↓↓↓

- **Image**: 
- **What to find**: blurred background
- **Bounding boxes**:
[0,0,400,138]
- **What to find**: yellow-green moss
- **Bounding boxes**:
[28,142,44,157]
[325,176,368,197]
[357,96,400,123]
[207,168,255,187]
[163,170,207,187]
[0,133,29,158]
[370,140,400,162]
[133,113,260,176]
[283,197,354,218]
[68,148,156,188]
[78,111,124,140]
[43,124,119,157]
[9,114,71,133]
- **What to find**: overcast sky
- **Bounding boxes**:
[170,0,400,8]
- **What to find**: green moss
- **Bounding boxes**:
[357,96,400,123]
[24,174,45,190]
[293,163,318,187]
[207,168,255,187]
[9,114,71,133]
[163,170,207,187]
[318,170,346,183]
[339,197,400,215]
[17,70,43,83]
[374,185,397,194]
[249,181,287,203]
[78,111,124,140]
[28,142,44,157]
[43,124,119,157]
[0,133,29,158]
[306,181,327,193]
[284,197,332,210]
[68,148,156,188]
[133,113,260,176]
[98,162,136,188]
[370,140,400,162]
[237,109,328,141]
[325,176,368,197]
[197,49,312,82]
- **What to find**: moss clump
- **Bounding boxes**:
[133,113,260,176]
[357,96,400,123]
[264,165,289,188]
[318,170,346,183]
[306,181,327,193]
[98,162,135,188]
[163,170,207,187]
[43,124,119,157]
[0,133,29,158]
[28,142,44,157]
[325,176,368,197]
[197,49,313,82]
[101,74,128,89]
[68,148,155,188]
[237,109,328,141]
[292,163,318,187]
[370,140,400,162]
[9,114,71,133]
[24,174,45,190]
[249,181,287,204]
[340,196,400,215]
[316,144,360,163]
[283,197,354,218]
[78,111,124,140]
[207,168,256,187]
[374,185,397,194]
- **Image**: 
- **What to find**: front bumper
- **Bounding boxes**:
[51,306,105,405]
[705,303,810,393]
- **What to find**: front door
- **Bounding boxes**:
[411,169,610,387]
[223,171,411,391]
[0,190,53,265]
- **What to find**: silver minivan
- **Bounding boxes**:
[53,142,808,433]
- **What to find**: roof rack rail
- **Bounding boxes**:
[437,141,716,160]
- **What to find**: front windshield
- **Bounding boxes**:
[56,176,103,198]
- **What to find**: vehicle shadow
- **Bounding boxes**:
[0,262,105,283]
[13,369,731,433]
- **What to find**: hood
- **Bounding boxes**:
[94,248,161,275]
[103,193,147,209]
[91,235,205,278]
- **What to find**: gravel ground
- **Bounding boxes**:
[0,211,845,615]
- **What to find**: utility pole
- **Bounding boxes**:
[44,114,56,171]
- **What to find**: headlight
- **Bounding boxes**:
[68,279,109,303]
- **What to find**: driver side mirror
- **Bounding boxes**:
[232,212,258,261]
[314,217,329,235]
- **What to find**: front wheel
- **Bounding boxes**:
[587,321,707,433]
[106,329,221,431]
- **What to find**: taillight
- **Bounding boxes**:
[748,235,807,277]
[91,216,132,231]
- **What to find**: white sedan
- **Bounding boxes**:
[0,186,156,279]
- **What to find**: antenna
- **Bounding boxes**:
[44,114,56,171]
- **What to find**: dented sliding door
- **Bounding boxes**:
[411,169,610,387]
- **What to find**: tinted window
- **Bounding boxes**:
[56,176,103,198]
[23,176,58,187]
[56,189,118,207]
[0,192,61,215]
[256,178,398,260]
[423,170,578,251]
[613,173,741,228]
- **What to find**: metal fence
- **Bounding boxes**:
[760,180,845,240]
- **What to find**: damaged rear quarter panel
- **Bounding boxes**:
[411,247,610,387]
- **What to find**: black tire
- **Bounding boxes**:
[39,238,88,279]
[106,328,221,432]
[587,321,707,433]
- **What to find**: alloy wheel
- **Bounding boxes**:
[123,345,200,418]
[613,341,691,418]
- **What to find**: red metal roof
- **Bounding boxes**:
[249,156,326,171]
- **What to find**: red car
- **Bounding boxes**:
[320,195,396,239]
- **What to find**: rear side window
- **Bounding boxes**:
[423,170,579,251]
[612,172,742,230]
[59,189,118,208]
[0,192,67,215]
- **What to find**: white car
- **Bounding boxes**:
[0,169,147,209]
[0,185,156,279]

↑↑↑

THE PROBLEM: Recast all the rows above as a JSON list of strings, with one string for each line and blank lines left out.

RESULT FOR THIS TASK:
[
  "- **Image**: ",
  "- **What to find**: blurred background",
  "- **Bounding boxes**:",
  "[0,0,400,138]",
  "- **What to find**: yellow-green moss",
  "- **Bounding boxes**:",
  "[28,142,44,157]",
  "[325,176,368,197]",
  "[357,96,400,123]",
  "[207,168,255,187]",
  "[163,170,207,187]",
  "[0,133,29,158]",
  "[370,140,400,162]",
  "[133,113,260,176]",
  "[283,197,354,218]",
  "[68,148,156,188]",
  "[78,111,124,140]",
  "[43,124,119,157]",
  "[9,114,71,133]",
  "- **What to find**: overcast sky",
  "- **Bounding boxes**:",
  "[170,0,400,8]",
  "- **What to find**: green moss",
  "- **Bounding boxes**:",
  "[357,96,400,123]",
  "[24,174,45,190]",
  "[293,163,318,187]",
  "[207,168,255,187]",
  "[9,114,71,133]",
  "[163,170,207,187]",
  "[318,170,346,183]",
  "[339,197,400,215]",
  "[17,70,43,83]",
  "[374,185,397,194]",
  "[249,181,287,203]",
  "[78,111,124,140]",
  "[28,142,44,157]",
  "[43,124,119,157]",
  "[0,133,29,158]",
  "[306,181,327,193]",
  "[284,197,332,210]",
  "[68,148,156,188]",
  "[133,113,260,176]",
  "[98,162,136,188]",
  "[370,140,400,162]",
  "[237,109,328,141]",
  "[325,176,368,197]",
  "[197,49,312,82]",
  "- **What to find**: moss clump",
  "- **Bounding boxes**:",
  "[133,113,260,176]",
  "[357,96,400,123]",
  "[264,165,289,188]",
  "[318,170,346,183]",
  "[306,181,327,193]",
  "[98,162,135,188]",
  "[163,170,207,187]",
  "[43,124,119,157]",
  "[0,133,29,158]",
  "[28,142,44,157]",
  "[325,176,368,197]",
  "[197,49,313,82]",
  "[101,74,128,89]",
  "[68,148,155,188]",
  "[237,109,328,141]",
  "[292,163,318,187]",
  "[370,140,400,162]",
  "[9,114,71,133]",
  "[24,174,45,190]",
  "[249,181,287,204]",
  "[340,196,400,215]",
  "[316,144,360,163]",
  "[283,197,354,218]",
  "[78,111,124,140]",
  "[207,168,256,187]",
  "[374,185,397,194]",
  "- **Image**: ",
  "- **What to find**: front bumper",
  "- **Bounding boxes**:",
  "[51,306,105,405]",
  "[705,303,810,393]",
  "- **What to find**: front door",
  "- **Bounding boxes**:",
  "[411,169,610,387]",
  "[223,171,411,391]",
  "[0,190,53,265]",
  "- **What to find**: silver minivan",
  "- **Bounding boxes**:",
  "[53,142,808,433]",
  "- **What to find**: roof rack rail",
  "- **Bounding boxes**:",
  "[437,141,716,160]",
  "- **What to find**: front windshield",
  "- **Bounding boxes**:",
  "[56,176,103,198]",
  "- **What to find**: vehicle shadow",
  "- **Bounding boxes**:",
  "[0,262,105,283]",
  "[13,369,731,433]",
  "- **What to find**: hood",
  "- **Bounding boxes**:",
  "[94,248,161,275]",
  "[103,193,147,209]",
  "[91,235,205,278]",
  "- **What to find**: gravel ground",
  "- **Bounding boxes**:",
  "[0,211,845,615]",
  "- **What to find**: utility pole",
  "- **Bounding boxes**:",
  "[44,114,56,171]",
  "- **What to find**: headlight",
  "- **Bounding boxes**:",
  "[68,279,109,303]",
  "- **What to find**: driver side mirror",
  "- **Bounding boxes**:",
  "[232,212,258,261]",
  "[314,217,329,235]",
  "- **What to find**: front wheel",
  "- **Bounding boxes**:",
  "[587,321,707,433]",
  "[106,329,221,431]",
  "- **What to find**: taillight",
  "- **Bounding boxes**:",
  "[748,235,807,277]",
  "[91,216,132,231]",
  "- **What to find**: white sedan",
  "- **Bounding boxes**:",
  "[0,186,156,279]",
  "- **What to find**: antenna",
  "- **Bounding boxes**:",
  "[44,114,56,171]",
  "- **What to find**: dented sliding door",
  "- **Bounding boxes**:",
  "[411,169,610,387]",
  "- **What to find**: tinted window",
  "- **Bounding boxes**:",
  "[56,176,103,198]",
  "[23,176,58,187]",
  "[56,189,118,207]",
  "[0,192,61,215]",
  "[256,178,398,260]",
  "[423,170,578,251]",
  "[613,173,741,228]",
  "- **What to find**: metal fence",
  "- **Bounding boxes**:",
  "[760,180,845,240]",
  "- **What to find**: damaged rear quarter panel",
  "- **Bounding boxes**:",
  "[411,247,610,387]",
  "- **What to find**: black tire",
  "- **Bounding boxes**:",
  "[39,238,88,279]",
  "[106,328,221,432]",
  "[587,321,707,433]",
  "- **What to find**: alloy wheel",
  "- **Bounding boxes**:",
  "[123,345,200,418]",
  "[613,341,691,418]",
  "- **What to find**: red metal roof",
  "- **Bounding boxes**:",
  "[249,156,326,171]",
  "- **What to find**: red car",
  "- **Bounding boxes**:",
  "[320,195,396,239]",
  "- **What to find**: rear side window",
  "- **Bounding boxes**:",
  "[423,170,579,251]",
  "[612,172,742,230]",
  "[59,189,118,208]",
  "[0,192,67,215]",
  "- **What to find**: white car",
  "- **Bounding boxes**:",
  "[0,169,147,209]",
  "[0,185,156,279]"
]